* begin *
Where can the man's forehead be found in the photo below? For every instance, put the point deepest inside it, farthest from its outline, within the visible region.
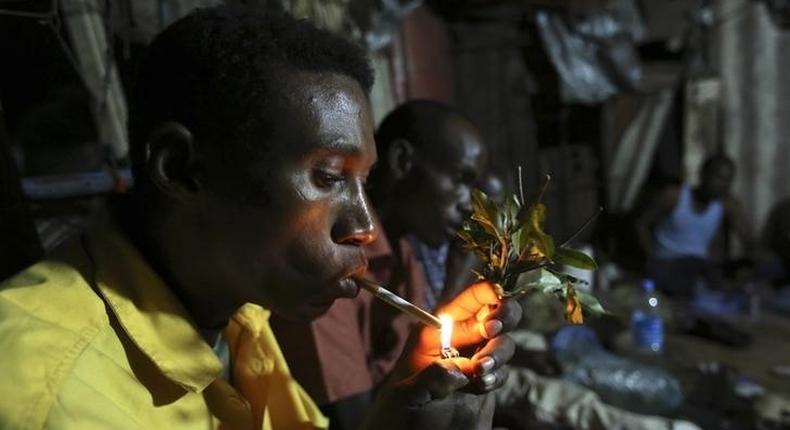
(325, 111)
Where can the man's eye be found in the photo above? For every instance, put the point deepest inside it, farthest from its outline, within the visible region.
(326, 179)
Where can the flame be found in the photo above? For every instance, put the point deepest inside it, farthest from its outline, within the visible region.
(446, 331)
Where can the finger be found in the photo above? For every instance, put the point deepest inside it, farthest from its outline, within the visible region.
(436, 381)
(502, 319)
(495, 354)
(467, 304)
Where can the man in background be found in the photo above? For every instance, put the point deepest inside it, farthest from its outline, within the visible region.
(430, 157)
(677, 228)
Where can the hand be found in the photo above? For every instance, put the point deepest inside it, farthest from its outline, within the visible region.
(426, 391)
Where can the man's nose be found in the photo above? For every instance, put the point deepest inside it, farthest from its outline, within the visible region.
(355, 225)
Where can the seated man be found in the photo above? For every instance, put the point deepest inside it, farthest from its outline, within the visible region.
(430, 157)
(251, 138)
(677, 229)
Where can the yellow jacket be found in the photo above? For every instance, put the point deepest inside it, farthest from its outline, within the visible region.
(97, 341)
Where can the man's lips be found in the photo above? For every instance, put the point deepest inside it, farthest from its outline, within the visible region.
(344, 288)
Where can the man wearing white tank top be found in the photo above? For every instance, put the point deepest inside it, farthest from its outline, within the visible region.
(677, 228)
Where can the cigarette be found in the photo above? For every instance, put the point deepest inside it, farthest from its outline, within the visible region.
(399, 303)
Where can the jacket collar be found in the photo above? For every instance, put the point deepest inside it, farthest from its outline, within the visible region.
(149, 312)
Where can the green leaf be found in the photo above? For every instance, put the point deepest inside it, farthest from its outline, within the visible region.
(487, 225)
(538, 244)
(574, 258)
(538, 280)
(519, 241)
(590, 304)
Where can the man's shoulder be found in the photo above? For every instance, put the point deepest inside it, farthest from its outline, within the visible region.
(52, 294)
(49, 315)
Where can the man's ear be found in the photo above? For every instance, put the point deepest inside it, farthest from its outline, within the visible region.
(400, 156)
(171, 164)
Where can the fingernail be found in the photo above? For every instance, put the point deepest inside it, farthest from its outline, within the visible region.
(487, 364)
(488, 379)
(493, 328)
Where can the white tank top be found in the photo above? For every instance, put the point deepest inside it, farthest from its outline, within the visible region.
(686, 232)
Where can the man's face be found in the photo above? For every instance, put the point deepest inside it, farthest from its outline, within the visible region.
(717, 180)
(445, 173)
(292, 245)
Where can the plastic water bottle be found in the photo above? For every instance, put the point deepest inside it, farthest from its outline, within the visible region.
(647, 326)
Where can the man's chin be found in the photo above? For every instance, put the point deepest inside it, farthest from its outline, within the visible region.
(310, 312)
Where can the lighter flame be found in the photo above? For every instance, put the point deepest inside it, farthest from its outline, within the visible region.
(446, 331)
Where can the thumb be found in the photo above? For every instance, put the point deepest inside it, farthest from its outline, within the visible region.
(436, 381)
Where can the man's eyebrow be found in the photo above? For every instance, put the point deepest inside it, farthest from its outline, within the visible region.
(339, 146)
* end *
* begin *
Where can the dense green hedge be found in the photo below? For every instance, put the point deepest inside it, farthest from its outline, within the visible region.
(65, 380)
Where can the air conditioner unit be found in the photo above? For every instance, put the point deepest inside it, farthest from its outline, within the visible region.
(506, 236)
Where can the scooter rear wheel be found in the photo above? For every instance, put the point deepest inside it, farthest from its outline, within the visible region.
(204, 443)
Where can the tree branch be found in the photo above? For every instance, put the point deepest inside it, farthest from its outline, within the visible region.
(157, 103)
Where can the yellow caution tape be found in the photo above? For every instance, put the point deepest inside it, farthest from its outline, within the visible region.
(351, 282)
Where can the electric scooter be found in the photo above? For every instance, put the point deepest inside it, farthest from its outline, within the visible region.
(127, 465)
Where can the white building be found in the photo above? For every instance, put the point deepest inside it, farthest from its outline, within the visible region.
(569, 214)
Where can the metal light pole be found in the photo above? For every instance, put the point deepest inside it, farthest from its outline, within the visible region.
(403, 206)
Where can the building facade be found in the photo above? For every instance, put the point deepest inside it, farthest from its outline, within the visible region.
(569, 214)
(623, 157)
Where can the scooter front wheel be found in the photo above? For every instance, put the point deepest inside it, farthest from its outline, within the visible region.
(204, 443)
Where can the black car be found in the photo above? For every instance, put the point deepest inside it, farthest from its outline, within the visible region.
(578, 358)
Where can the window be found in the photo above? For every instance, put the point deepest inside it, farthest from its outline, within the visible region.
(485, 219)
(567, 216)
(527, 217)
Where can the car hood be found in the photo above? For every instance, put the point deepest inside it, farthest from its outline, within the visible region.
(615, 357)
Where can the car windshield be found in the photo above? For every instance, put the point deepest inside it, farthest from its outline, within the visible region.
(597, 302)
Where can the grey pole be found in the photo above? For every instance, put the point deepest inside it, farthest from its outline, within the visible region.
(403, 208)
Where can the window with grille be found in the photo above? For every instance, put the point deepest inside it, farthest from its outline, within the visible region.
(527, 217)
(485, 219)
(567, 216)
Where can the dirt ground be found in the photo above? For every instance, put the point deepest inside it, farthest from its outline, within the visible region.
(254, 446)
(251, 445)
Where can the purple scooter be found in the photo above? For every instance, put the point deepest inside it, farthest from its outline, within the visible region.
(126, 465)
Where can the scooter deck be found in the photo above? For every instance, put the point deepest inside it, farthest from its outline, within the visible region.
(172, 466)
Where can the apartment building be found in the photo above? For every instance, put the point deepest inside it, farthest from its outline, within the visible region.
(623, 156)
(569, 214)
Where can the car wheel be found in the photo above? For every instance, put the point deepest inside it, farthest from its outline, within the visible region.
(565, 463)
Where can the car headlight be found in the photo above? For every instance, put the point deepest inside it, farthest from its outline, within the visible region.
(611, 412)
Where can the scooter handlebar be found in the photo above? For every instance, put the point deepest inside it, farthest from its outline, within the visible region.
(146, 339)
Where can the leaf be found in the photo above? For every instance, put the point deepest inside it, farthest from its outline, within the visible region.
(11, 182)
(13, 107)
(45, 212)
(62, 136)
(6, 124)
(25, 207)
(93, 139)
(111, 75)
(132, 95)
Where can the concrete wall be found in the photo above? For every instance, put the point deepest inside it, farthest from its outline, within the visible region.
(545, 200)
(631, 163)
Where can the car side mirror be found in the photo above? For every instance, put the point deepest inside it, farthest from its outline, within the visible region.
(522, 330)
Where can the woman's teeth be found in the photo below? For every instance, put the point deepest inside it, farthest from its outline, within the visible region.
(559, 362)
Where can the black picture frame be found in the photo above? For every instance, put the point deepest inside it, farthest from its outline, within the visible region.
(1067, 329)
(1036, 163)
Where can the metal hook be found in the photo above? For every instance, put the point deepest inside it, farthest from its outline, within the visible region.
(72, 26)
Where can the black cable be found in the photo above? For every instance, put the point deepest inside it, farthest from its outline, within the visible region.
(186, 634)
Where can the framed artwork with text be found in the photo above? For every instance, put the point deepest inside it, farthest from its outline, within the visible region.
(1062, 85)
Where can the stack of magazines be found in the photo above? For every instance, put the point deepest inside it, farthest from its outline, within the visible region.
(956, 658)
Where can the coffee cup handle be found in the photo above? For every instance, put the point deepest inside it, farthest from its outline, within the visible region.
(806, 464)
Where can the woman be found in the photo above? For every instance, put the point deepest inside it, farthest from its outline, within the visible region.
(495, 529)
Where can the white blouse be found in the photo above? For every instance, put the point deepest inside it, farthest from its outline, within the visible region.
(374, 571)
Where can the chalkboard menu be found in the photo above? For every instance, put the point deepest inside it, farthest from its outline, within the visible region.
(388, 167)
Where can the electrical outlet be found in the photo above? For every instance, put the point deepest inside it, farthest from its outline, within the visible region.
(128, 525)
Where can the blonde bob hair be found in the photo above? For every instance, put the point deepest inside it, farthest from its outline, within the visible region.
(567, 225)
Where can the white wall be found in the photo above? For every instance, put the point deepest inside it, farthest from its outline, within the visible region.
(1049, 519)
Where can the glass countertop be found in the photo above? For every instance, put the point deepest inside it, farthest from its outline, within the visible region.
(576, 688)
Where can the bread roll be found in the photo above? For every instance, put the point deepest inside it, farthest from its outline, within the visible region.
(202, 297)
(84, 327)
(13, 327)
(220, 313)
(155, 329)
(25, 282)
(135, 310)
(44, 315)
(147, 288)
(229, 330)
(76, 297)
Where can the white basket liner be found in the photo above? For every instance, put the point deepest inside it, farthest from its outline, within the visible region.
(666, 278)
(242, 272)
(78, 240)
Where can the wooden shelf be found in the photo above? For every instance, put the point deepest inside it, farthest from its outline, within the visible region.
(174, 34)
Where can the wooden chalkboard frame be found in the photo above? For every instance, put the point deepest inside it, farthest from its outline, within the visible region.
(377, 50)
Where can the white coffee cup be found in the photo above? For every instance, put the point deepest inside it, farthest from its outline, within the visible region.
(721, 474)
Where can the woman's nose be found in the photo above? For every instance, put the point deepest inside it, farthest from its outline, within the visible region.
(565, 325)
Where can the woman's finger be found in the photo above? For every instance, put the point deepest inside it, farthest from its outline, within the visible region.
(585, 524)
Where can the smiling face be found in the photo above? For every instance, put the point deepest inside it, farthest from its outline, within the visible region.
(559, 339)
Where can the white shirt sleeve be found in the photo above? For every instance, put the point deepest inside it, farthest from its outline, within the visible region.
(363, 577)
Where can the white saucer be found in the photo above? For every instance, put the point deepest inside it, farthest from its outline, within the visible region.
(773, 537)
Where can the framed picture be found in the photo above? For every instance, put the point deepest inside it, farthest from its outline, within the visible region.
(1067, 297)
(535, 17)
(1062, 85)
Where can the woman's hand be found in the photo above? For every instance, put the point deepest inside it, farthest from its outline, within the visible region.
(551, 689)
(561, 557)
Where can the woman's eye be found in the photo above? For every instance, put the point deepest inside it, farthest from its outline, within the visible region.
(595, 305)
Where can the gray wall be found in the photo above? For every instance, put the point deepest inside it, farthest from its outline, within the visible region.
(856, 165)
* end *
• [PROBLEM DESCRIPTION]: Please give only the number of lines in the material above that contain the string "green", matching case exactly.

• [EXERCISE OUTPUT]: 2